> _WHAT IS BEING ASKED_: All of the records must be repeated exactly.

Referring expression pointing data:
##############################

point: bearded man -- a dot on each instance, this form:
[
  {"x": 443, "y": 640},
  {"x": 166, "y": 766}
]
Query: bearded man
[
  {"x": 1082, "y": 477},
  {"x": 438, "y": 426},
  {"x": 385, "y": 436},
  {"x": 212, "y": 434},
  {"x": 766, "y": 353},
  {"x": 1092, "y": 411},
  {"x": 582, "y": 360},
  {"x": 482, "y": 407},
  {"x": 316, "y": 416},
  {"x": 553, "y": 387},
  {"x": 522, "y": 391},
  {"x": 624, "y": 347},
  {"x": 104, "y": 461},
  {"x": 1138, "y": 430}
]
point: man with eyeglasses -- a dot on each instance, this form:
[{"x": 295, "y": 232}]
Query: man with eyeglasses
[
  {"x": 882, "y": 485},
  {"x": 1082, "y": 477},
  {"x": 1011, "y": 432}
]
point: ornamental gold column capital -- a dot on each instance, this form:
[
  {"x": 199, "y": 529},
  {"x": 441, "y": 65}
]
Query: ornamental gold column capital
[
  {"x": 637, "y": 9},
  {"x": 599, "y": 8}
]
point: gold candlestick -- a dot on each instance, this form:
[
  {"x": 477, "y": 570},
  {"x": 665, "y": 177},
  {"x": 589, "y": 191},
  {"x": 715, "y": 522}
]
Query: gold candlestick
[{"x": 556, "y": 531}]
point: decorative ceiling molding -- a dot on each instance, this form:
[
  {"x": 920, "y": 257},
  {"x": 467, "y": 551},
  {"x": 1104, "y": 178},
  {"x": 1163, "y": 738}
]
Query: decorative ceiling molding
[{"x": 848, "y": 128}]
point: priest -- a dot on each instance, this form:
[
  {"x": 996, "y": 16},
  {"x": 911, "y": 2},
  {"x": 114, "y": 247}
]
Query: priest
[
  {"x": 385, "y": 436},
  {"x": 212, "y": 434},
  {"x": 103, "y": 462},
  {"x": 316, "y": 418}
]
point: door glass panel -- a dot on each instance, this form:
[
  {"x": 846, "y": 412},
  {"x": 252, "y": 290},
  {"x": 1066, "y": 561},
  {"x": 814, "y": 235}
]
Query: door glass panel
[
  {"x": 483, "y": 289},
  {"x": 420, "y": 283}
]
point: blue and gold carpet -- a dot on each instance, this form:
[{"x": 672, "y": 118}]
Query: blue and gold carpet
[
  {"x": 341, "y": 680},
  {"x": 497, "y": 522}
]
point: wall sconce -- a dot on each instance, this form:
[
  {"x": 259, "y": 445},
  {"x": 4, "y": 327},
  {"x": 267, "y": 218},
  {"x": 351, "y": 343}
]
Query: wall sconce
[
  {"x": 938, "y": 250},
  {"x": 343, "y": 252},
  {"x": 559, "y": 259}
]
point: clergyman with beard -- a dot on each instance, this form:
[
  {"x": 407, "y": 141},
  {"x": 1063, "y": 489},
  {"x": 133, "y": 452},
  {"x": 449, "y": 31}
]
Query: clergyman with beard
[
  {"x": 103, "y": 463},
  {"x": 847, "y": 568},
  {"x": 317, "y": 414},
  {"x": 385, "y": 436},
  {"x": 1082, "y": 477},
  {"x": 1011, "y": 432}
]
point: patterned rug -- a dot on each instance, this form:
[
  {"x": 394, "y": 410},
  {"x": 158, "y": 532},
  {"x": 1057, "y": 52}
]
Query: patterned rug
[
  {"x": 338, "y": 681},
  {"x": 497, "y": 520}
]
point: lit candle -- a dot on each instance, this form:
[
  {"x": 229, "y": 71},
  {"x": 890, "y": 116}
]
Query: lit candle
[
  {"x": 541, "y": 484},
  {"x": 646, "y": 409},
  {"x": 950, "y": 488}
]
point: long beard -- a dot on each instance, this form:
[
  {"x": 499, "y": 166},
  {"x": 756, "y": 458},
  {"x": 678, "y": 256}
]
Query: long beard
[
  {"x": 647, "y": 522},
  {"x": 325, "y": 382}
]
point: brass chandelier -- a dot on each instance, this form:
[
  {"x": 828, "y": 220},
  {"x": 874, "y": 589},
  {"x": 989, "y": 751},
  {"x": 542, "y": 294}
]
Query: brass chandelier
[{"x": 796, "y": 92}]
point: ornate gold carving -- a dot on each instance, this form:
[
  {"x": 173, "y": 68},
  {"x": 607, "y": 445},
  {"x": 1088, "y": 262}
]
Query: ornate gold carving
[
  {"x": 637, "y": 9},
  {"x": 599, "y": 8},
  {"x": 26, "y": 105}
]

##############################

> _SOLUTION TO THE PROBLEM_:
point: bearded man -- a dot on each instance, this form:
[
  {"x": 443, "y": 640},
  {"x": 166, "y": 766}
]
Query: bearded man
[
  {"x": 1082, "y": 477},
  {"x": 438, "y": 426},
  {"x": 385, "y": 436},
  {"x": 212, "y": 434},
  {"x": 766, "y": 353},
  {"x": 1092, "y": 411},
  {"x": 582, "y": 360},
  {"x": 482, "y": 407},
  {"x": 316, "y": 416},
  {"x": 553, "y": 387},
  {"x": 522, "y": 391},
  {"x": 624, "y": 347},
  {"x": 104, "y": 461},
  {"x": 1138, "y": 430}
]
point: man with eyeglasses -- a dot on each instance, this form:
[{"x": 295, "y": 232}]
Query: man with eyeglasses
[
  {"x": 882, "y": 485},
  {"x": 1082, "y": 477},
  {"x": 1011, "y": 432}
]
point: ornamental gold column capital -- a dot on each instance, this form:
[
  {"x": 199, "y": 529},
  {"x": 441, "y": 65}
]
Query: ornamental gold column capital
[
  {"x": 637, "y": 9},
  {"x": 599, "y": 8}
]
point: gold candlestick -- a dot on each instance, this form:
[
  {"x": 477, "y": 570},
  {"x": 665, "y": 177},
  {"x": 589, "y": 191},
  {"x": 715, "y": 522}
]
Query: gold candlestick
[{"x": 556, "y": 531}]
point: decorative ceiling molding -- a dot on each instance, this form:
[
  {"x": 920, "y": 257},
  {"x": 467, "y": 551},
  {"x": 1104, "y": 178},
  {"x": 1163, "y": 738}
]
Query: decorative ceiling molding
[{"x": 848, "y": 128}]
point: priest -- a dot on each instance, this form:
[
  {"x": 996, "y": 16},
  {"x": 911, "y": 2},
  {"x": 114, "y": 247}
]
Query: priest
[
  {"x": 385, "y": 436},
  {"x": 212, "y": 434},
  {"x": 103, "y": 462},
  {"x": 316, "y": 418}
]
point: door glass panel -- a dot on each instance, this form:
[
  {"x": 846, "y": 412},
  {"x": 252, "y": 290},
  {"x": 1066, "y": 561},
  {"x": 814, "y": 235}
]
Query: door glass panel
[
  {"x": 483, "y": 289},
  {"x": 420, "y": 283}
]
point: blue and gold carpet -- a dot on each instance, this form:
[{"x": 672, "y": 118}]
Query: blue and gold carpet
[
  {"x": 341, "y": 680},
  {"x": 497, "y": 522}
]
point: wall sconce -- a dot on each instance, this form:
[
  {"x": 259, "y": 445},
  {"x": 4, "y": 327},
  {"x": 267, "y": 218},
  {"x": 351, "y": 343}
]
Query: wall sconce
[
  {"x": 938, "y": 250},
  {"x": 343, "y": 252},
  {"x": 559, "y": 259}
]
point: clergyman with beard -- a dot on each instance, this form:
[
  {"x": 407, "y": 141},
  {"x": 1063, "y": 489},
  {"x": 133, "y": 452},
  {"x": 449, "y": 31}
]
Query: clergyman with beard
[
  {"x": 103, "y": 463},
  {"x": 847, "y": 568},
  {"x": 317, "y": 414},
  {"x": 385, "y": 436},
  {"x": 1082, "y": 477},
  {"x": 1011, "y": 432}
]
point: patterned rug -- a dot on each instance, this form:
[
  {"x": 394, "y": 410},
  {"x": 158, "y": 532},
  {"x": 1057, "y": 52}
]
Query: patterned rug
[
  {"x": 338, "y": 681},
  {"x": 497, "y": 520}
]
point: lit candle -- a dot on each instance, this form:
[
  {"x": 229, "y": 71},
  {"x": 890, "y": 116}
]
Query: lit candle
[
  {"x": 541, "y": 484},
  {"x": 646, "y": 409},
  {"x": 950, "y": 488}
]
point: long beard -- a dot on each instance, this form:
[
  {"x": 499, "y": 166},
  {"x": 756, "y": 458},
  {"x": 678, "y": 256}
]
Query: long beard
[
  {"x": 647, "y": 522},
  {"x": 325, "y": 382}
]
point: brass chandelier -- a dot on each instance, this form:
[
  {"x": 828, "y": 220},
  {"x": 874, "y": 589},
  {"x": 989, "y": 751},
  {"x": 542, "y": 294}
]
Query: brass chandelier
[{"x": 796, "y": 92}]
point: ornate gold carving -- a dot on each instance, this form:
[
  {"x": 173, "y": 68},
  {"x": 607, "y": 445},
  {"x": 1088, "y": 262}
]
Query: ornate gold carving
[
  {"x": 637, "y": 9},
  {"x": 599, "y": 8},
  {"x": 26, "y": 105}
]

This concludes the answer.